## Assigned task
Drawing on the text about the Yarlside tramway below, explain what set this railway apart from an ordinary line.

## Text

# # # # # # #

The Yarlside Iron Mines tramway or Parkhouse Mineral Railway was built as a one-mile (1.6 km) long innovative railway from the Parkhouse Haematite Ore Mines to the Roose railway station on the Furness Railway, then in north Lancashire, now in Cumbria, England. Similar to a monorail, it had stabilising side rollers, invented and patented by John Barraclough Fell.

The Yarlside area near Barrow-in-Furness served by this railway is unrelated to Yarlside Fell, which is 33 mi to the east.

== History ==
===Yarlside Iron Mines tramway ===
John Barraclough Fell designed and built in 1868 the original Yarlside Iron Mines tramway as a horse drawn monorail from an exchange siding at the Furness Railway to the Yarlside Iron Mines.

# # # # # # #

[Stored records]
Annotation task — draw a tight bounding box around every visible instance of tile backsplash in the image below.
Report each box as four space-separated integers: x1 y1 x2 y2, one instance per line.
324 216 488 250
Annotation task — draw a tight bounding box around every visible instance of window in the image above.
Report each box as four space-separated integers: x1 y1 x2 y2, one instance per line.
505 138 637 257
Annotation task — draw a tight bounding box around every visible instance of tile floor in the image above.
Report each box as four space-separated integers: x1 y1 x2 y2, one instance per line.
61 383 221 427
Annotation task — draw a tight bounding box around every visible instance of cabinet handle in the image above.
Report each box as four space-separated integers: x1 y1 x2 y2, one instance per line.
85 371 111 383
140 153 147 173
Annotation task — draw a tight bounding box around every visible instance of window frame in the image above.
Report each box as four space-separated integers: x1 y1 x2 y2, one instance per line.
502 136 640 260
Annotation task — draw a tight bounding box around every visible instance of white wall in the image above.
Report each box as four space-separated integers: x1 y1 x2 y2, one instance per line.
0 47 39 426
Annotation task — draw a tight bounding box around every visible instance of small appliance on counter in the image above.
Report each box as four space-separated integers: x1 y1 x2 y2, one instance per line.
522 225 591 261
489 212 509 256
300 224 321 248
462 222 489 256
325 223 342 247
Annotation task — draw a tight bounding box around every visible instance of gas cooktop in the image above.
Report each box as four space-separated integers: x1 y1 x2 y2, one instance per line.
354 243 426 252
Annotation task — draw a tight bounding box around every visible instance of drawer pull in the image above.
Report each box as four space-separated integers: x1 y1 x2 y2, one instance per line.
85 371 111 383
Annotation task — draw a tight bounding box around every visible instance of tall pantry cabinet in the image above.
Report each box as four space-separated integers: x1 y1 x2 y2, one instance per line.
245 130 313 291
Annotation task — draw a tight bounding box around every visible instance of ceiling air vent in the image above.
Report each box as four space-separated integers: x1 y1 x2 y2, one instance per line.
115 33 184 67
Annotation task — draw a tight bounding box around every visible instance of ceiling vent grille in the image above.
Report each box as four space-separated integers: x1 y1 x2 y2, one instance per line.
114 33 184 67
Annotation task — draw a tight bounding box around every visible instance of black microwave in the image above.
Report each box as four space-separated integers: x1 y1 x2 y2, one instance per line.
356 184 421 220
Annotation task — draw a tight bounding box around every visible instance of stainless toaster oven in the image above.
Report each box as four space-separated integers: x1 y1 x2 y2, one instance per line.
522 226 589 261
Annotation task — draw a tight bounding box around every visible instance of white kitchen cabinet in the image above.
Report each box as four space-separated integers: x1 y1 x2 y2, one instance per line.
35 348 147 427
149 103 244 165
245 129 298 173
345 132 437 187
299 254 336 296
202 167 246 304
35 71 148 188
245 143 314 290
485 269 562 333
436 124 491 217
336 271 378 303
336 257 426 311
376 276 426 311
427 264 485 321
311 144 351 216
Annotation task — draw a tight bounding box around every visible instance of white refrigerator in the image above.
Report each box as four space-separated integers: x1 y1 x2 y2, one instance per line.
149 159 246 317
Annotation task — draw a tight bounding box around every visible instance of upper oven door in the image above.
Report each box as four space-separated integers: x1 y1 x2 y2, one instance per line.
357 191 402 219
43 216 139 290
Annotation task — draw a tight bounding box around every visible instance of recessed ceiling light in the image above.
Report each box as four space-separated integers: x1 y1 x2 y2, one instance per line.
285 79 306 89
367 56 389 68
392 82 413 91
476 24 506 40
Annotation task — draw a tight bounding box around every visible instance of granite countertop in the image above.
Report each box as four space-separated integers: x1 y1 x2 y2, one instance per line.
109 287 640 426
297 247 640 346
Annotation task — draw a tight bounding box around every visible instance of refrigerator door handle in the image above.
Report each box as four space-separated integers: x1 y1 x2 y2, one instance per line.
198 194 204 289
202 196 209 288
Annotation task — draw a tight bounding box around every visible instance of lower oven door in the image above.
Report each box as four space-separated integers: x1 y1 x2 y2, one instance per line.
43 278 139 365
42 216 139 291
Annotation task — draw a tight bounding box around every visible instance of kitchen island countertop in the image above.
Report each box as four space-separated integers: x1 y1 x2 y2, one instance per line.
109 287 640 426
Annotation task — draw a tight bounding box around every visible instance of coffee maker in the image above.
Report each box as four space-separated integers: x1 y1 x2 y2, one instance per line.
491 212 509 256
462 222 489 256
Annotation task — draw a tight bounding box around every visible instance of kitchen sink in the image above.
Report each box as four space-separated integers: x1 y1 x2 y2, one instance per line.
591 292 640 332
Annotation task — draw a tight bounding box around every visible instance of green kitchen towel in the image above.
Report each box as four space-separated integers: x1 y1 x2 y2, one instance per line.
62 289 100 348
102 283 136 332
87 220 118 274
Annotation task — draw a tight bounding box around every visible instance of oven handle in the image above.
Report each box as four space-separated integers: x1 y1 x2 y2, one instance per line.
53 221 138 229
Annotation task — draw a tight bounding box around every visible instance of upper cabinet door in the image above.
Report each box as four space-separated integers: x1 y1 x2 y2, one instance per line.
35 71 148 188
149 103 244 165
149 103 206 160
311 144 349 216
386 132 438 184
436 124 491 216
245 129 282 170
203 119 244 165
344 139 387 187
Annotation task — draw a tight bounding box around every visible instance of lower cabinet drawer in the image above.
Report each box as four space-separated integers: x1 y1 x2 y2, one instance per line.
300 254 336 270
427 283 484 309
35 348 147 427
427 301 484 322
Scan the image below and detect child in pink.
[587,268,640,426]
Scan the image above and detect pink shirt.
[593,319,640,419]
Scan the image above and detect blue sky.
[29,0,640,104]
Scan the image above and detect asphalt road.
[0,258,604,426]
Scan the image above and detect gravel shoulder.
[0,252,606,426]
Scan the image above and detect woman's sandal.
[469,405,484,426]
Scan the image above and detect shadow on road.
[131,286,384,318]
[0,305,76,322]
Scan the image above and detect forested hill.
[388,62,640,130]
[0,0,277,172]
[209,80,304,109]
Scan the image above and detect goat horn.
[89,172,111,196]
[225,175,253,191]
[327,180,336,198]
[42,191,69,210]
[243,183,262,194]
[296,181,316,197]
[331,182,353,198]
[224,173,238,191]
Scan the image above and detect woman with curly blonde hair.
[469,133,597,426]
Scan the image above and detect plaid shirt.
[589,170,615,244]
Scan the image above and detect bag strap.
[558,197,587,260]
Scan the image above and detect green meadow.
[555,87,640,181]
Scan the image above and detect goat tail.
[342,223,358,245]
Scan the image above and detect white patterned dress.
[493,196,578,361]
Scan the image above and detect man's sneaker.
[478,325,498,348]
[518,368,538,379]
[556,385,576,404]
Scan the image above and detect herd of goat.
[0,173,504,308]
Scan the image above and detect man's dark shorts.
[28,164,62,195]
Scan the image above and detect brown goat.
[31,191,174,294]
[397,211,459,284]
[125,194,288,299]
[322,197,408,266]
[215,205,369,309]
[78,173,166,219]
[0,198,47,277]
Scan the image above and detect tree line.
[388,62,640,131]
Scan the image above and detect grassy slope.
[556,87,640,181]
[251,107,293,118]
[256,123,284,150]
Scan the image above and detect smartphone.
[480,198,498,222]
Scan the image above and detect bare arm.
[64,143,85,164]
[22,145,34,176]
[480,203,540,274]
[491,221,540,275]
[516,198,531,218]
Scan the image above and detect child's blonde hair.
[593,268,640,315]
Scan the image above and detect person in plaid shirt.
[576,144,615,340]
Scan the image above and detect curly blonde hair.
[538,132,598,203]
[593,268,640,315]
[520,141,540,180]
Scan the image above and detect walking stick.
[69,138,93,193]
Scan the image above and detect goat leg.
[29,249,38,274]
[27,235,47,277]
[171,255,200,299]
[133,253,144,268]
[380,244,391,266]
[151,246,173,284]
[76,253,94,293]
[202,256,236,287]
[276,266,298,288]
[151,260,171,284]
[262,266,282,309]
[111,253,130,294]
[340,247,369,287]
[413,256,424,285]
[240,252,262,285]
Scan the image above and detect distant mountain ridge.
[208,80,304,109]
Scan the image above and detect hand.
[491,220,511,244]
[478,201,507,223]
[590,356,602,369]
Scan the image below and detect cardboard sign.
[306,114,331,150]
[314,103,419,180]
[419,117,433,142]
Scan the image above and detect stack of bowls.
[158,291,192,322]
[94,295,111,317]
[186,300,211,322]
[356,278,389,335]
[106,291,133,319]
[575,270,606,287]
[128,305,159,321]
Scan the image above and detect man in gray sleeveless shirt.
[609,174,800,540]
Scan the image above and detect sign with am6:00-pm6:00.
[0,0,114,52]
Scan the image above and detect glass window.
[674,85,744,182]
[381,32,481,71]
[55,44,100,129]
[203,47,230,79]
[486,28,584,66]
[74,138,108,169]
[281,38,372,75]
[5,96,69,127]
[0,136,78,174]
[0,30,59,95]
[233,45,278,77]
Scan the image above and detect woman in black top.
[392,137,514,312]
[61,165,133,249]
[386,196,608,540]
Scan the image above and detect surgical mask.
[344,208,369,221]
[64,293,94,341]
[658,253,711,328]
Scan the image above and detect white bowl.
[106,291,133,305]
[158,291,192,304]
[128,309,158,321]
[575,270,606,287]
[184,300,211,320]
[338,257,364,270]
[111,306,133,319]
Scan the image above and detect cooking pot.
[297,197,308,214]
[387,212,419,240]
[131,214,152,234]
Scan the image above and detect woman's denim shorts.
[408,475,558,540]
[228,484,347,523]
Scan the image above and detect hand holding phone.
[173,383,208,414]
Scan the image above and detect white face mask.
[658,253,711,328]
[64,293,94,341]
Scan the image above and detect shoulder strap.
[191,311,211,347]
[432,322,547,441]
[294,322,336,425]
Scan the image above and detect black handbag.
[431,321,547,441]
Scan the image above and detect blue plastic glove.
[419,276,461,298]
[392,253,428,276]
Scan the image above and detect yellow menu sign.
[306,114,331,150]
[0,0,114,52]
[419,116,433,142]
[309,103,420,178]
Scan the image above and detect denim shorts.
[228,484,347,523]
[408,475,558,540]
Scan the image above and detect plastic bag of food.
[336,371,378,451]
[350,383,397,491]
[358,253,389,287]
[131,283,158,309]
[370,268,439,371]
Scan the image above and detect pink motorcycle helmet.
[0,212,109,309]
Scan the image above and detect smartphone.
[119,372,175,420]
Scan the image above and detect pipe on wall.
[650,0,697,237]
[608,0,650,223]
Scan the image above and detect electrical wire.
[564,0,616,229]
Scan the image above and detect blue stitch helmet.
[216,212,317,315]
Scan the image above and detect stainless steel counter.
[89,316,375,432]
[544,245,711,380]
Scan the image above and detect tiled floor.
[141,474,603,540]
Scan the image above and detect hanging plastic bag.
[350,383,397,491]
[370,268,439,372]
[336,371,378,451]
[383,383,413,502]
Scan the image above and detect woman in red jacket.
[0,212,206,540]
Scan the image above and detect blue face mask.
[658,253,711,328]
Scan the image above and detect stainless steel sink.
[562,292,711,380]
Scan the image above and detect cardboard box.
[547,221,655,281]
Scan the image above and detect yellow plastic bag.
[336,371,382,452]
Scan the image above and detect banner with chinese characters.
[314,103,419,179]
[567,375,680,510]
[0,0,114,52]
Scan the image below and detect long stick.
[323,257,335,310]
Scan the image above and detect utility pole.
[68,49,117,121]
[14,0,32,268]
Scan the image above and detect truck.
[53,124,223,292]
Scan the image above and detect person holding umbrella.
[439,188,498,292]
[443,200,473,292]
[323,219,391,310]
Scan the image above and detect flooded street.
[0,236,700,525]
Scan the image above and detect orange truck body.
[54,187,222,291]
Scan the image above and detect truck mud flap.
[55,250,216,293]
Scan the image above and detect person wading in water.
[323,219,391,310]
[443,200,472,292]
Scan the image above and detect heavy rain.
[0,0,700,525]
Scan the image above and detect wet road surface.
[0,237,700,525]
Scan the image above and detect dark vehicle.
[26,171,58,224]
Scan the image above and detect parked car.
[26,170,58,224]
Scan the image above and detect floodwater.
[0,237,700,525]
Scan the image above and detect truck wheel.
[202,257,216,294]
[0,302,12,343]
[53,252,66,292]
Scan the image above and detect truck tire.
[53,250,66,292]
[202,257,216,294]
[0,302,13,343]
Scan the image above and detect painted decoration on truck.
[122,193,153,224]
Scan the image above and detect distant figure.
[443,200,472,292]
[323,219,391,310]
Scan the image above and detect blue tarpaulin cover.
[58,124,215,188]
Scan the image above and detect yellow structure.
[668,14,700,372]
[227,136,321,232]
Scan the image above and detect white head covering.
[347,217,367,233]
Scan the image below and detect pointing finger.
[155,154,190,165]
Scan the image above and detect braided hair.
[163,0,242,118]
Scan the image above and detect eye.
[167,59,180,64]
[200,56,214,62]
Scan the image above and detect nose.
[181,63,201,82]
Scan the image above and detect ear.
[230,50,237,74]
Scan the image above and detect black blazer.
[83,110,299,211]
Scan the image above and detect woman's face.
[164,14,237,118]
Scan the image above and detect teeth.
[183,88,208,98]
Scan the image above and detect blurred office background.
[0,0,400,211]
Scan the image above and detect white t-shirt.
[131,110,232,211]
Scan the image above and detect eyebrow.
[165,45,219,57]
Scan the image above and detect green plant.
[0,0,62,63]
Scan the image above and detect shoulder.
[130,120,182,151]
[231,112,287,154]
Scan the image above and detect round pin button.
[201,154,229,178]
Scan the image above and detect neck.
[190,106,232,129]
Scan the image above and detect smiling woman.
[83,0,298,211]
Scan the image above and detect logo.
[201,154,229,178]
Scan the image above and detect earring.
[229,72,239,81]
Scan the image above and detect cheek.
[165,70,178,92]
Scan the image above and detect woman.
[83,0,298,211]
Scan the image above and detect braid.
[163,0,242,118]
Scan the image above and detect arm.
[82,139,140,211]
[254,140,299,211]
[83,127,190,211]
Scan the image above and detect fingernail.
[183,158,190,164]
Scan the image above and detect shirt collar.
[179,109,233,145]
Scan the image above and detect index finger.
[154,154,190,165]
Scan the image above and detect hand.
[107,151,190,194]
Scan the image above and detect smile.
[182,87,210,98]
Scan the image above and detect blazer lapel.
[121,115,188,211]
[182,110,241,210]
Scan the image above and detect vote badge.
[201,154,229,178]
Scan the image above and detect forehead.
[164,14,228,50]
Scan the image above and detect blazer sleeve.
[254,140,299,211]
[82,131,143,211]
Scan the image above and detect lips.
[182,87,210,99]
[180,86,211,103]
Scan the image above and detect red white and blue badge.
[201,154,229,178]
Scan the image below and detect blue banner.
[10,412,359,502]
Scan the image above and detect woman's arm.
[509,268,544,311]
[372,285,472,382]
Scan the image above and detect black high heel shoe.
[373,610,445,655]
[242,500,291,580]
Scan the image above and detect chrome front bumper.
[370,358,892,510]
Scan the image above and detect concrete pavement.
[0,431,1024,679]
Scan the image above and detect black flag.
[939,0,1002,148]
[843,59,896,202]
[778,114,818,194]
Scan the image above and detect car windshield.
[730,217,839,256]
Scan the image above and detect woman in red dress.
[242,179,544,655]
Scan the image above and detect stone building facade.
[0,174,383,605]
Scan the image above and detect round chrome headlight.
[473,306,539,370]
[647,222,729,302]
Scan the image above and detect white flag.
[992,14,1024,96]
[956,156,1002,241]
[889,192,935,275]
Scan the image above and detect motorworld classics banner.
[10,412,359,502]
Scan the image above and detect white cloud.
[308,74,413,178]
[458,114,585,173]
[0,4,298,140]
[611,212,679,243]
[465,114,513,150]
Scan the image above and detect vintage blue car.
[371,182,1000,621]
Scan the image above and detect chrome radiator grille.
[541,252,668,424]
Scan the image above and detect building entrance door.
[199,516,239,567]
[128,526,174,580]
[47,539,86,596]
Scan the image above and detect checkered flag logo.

# # # # # # #

## Answer below
The railway was similar to a monorail and had stabilizing side rollers, which John Barraclough Fell invented and patented.